What you will do: Below are some entries. Output each one exactly as it appears.

Records for this task:
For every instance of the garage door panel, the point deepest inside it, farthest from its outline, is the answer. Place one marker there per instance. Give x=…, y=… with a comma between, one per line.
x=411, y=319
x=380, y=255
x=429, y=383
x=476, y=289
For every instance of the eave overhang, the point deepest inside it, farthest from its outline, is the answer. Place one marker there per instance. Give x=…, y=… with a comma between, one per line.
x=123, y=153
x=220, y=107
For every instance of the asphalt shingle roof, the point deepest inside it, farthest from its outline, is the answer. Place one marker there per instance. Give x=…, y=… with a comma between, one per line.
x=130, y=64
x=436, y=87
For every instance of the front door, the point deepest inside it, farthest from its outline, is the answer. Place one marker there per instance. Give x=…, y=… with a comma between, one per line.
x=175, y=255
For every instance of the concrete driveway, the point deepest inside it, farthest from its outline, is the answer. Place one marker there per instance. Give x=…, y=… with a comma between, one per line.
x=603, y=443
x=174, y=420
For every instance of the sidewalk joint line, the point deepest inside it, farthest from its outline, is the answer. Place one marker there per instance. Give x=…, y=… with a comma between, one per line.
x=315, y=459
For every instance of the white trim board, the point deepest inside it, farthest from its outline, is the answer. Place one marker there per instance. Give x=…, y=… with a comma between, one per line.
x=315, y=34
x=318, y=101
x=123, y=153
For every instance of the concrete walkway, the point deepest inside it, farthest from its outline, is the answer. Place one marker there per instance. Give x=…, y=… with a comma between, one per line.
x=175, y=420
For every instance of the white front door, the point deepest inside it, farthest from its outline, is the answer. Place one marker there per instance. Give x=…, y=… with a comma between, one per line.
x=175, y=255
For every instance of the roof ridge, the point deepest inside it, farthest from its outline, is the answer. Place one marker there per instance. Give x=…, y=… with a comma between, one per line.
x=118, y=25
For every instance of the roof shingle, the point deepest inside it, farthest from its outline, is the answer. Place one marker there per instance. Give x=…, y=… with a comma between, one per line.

Correct result:
For every instance of the garage door panel, the point deepest inside it, farthest from its outline, is the answer. Place one marker there per instance. Give x=…, y=… with a comma between, one per line.
x=411, y=319
x=380, y=255
x=429, y=383
x=476, y=289
For every instance of the eave overhang, the point deepest inside it, farthest from its outline, is the answer. Place one marker there per instance. Give x=…, y=… with a comma between, one per line.
x=123, y=153
x=220, y=107
For every instance of the asphalt shingle roof, the point deepest inside it, farthest from its outline, is the answer. Place one marker there per instance. Give x=…, y=… with a comma between, one per line.
x=130, y=64
x=436, y=87
For every instance of the front door, the point deepest inside it, farthest from its outline, is the answer. Place one marker there per instance. Give x=…, y=… with a comma between, one per line.
x=175, y=255
For every instance of the concrete driveway, the point deepest inside it, farthest from its outline, is the answer. Place one marker there per instance. Give x=…, y=… with a comma between, one per line.
x=603, y=443
x=174, y=420
For every instance of the sidewalk joint line, the point deepest inside it, farthest from its outline, is the answer. Place one marker there per instance. Give x=…, y=… with a comma between, one per line.
x=315, y=459
For every instance of the white trim board, the point deepest inside it, farthest from its outline, is the answer. Place one marker there per instance. Give x=…, y=… with a comma between, one per line.
x=315, y=34
x=318, y=101
x=123, y=153
For every instance of the concrete walkway, the point deepest inside it, farthest from its outline, is the answer. Place one marker there per instance. Give x=…, y=… with a comma between, one per line.
x=175, y=420
For every instance of the white front door, the point deepest inside it, farthest from its outline, is the answer. Place one marker there per instance. Give x=…, y=… with a comma between, one per line.
x=175, y=255
For every instance of the roof ridge, the point deepest inside it, farthest from its outline, is the answer. Place one marker there per instance. Give x=…, y=… with a comma between, one per line.
x=118, y=25
For every instance of the roof shingle, the point deepest inside it, farthest from its outline, is the answer. Place one marker there per instance. Give x=…, y=… with a comma between, one per line.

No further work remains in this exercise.